[Rows from a box labeling dataset]
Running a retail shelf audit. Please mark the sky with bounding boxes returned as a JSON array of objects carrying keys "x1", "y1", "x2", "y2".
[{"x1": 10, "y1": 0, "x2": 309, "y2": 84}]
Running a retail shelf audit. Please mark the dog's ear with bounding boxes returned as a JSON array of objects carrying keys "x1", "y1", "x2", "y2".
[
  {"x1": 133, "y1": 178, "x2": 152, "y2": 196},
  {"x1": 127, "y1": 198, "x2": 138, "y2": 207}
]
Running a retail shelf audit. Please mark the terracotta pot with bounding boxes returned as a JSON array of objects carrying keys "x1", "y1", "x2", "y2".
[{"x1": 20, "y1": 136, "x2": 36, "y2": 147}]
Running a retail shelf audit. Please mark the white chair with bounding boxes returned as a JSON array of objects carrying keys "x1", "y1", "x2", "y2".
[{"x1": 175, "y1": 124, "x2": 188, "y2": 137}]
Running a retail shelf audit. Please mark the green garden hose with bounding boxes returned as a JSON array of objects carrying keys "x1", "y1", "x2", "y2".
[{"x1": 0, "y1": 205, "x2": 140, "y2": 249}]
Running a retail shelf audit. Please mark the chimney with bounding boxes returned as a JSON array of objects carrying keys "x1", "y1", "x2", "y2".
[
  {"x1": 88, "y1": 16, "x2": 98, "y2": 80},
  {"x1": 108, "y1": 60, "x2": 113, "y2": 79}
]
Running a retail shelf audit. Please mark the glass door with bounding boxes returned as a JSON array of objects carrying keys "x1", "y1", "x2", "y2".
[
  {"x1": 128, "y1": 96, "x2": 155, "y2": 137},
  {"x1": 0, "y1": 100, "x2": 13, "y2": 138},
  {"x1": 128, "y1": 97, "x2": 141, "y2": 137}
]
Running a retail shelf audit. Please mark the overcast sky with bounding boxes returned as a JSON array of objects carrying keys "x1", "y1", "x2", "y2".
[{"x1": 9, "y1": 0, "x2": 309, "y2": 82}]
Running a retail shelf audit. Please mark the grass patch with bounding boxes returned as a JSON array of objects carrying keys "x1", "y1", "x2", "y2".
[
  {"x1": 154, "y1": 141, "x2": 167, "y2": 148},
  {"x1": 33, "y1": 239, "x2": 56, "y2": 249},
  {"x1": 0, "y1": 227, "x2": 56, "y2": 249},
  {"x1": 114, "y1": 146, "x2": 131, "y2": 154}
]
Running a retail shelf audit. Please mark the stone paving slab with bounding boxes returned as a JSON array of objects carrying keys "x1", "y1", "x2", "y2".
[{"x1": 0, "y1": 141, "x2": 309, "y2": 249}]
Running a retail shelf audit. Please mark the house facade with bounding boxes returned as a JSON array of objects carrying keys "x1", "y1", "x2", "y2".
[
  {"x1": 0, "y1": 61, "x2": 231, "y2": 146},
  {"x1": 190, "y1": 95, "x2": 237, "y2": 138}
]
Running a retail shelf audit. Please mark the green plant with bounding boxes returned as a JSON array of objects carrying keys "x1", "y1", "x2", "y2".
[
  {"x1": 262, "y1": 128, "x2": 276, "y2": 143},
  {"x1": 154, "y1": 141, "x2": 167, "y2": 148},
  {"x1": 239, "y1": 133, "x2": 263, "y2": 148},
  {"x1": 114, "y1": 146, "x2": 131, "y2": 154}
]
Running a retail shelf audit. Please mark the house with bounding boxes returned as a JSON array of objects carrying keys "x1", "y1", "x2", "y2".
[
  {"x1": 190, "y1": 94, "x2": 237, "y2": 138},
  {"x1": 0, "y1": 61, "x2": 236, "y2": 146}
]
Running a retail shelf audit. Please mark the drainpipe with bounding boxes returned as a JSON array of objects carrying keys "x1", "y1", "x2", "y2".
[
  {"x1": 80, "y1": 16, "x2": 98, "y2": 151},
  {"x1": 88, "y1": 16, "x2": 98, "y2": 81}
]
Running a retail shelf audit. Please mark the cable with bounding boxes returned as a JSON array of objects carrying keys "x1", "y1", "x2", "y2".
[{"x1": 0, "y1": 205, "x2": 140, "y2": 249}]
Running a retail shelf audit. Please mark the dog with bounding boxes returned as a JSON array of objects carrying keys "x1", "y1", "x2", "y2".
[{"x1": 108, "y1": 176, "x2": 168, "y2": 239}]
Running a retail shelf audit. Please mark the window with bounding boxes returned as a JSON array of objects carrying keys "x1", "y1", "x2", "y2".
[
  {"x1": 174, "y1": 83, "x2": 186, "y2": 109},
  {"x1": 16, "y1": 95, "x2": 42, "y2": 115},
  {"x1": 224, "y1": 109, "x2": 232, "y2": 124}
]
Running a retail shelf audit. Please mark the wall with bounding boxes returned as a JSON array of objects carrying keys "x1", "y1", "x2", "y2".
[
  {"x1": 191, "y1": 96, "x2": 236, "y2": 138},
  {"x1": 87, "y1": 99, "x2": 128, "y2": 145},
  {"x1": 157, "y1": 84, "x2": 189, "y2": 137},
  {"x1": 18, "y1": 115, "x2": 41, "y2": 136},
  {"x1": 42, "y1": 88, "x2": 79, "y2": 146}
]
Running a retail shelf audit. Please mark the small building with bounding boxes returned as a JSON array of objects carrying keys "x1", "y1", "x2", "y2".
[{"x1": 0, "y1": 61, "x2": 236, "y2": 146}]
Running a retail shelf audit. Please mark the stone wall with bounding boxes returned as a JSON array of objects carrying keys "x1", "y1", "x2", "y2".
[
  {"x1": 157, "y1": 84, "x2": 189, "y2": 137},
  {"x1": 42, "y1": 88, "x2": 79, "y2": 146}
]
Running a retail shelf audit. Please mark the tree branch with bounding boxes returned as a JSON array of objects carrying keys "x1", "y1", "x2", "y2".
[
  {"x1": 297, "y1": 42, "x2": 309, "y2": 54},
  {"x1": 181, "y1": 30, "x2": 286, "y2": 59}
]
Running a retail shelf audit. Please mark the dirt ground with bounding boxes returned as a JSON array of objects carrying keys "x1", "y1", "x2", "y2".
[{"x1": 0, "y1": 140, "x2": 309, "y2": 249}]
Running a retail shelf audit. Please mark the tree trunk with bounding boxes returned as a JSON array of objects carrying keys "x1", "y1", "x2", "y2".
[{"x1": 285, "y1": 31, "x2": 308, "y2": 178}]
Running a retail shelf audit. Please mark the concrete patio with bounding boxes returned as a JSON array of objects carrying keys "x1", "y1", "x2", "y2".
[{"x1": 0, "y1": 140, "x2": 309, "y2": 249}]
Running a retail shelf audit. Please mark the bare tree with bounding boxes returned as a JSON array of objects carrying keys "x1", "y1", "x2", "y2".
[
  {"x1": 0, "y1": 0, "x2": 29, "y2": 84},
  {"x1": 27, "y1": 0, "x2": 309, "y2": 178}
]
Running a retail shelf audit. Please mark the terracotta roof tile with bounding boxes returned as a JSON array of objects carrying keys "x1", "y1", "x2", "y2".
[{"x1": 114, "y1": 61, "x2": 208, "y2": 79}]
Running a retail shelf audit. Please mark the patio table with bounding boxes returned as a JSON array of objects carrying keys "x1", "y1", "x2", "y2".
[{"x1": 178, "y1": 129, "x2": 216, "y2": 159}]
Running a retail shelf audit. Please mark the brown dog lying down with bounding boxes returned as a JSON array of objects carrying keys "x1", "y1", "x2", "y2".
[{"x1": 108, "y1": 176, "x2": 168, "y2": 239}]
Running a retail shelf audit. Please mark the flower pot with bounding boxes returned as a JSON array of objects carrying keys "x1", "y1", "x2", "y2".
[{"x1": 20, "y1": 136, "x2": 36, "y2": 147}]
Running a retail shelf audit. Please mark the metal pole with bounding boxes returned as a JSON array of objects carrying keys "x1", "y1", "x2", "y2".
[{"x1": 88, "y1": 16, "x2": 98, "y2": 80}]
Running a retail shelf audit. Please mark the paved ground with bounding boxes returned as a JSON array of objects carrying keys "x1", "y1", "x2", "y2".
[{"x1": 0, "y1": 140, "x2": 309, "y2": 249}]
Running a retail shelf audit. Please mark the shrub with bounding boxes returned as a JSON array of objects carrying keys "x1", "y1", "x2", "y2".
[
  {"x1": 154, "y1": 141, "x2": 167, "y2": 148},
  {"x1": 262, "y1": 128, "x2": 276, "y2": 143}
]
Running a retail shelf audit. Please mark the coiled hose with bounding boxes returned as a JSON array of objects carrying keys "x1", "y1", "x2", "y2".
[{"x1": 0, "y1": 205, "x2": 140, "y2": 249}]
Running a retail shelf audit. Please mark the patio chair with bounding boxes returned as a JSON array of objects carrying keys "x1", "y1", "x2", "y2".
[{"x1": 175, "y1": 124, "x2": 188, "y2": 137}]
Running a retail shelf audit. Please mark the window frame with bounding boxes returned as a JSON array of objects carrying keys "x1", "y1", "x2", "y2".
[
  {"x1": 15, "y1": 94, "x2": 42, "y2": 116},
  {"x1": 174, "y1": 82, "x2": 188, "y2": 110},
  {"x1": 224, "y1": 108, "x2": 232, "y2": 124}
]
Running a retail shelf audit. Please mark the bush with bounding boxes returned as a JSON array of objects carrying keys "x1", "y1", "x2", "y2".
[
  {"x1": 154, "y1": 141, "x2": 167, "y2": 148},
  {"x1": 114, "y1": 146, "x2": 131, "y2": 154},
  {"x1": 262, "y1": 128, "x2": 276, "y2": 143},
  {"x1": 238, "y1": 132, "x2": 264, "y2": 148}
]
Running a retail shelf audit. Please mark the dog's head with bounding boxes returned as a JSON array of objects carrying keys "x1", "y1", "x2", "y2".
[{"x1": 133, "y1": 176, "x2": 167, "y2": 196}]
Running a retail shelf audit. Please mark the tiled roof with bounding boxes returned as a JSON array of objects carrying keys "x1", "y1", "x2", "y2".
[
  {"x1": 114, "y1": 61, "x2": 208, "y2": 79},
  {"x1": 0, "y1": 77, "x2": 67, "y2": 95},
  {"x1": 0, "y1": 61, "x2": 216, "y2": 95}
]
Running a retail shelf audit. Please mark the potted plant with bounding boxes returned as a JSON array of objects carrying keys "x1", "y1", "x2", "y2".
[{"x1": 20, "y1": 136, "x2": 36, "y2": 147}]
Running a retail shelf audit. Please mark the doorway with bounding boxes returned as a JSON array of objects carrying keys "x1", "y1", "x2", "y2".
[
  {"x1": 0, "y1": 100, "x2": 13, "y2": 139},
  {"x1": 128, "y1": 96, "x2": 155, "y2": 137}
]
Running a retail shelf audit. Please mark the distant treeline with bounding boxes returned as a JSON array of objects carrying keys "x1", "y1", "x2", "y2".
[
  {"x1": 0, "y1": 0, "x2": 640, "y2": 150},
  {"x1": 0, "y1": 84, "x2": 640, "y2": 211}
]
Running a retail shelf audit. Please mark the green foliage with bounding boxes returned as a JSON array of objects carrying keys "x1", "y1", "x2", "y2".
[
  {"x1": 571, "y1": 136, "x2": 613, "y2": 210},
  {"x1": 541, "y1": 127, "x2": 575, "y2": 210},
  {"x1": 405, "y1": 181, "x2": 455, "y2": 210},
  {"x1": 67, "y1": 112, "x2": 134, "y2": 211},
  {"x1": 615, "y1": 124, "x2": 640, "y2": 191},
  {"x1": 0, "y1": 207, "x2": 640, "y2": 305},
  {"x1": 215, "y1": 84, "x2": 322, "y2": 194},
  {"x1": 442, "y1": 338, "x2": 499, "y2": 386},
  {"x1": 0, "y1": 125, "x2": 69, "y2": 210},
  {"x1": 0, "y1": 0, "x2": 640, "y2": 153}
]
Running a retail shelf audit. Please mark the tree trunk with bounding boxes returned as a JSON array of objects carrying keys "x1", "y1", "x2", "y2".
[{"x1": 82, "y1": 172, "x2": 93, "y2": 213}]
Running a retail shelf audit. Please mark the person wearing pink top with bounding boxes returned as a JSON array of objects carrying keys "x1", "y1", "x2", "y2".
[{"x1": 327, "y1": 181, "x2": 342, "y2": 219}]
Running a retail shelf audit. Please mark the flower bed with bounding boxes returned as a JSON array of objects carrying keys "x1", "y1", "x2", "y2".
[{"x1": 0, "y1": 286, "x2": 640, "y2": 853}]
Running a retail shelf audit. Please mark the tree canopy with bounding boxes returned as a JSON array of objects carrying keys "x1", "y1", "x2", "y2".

• [Work to complete]:
Output the line holding "Running a retail shelf audit. Please mark the green foliage", then every later line through the end of the records above, exactly as given and nothing else.

• [Final answer]:
Running a retail shelf audit. Please mark the green foliage with bounding boxes returned as a JSON array of objects carrying keys "x1", "y1", "x2", "y2".
[
  {"x1": 571, "y1": 136, "x2": 613, "y2": 210},
  {"x1": 541, "y1": 127, "x2": 575, "y2": 210},
  {"x1": 405, "y1": 181, "x2": 455, "y2": 210},
  {"x1": 67, "y1": 112, "x2": 134, "y2": 211},
  {"x1": 615, "y1": 124, "x2": 640, "y2": 191},
  {"x1": 0, "y1": 207, "x2": 640, "y2": 305},
  {"x1": 215, "y1": 84, "x2": 322, "y2": 194},
  {"x1": 442, "y1": 338, "x2": 499, "y2": 386},
  {"x1": 0, "y1": 125, "x2": 69, "y2": 210},
  {"x1": 0, "y1": 0, "x2": 640, "y2": 153}
]
Running a retail shelf audit. Please mark the tree trunk with bounding boxes returned as a JSON array of objects carrying keys "x1", "y1", "x2", "y2".
[{"x1": 82, "y1": 172, "x2": 93, "y2": 213}]
Running a retail shelf audit. Please mark the person wearing pink top with bounding boxes returned as a JSON array of objects carrying keys "x1", "y1", "x2", "y2".
[{"x1": 327, "y1": 181, "x2": 342, "y2": 219}]
Running a retail shelf audit. Please mark the flower bed with bounding boxes returned as a JSON array of objects carrying keys "x1", "y1", "x2", "y2".
[{"x1": 0, "y1": 286, "x2": 640, "y2": 853}]
Running a retail shelf audit. Please mark the tree canopy with bounding boxes returned as a JSON array of objects carrying keys "x1", "y1", "x2", "y2".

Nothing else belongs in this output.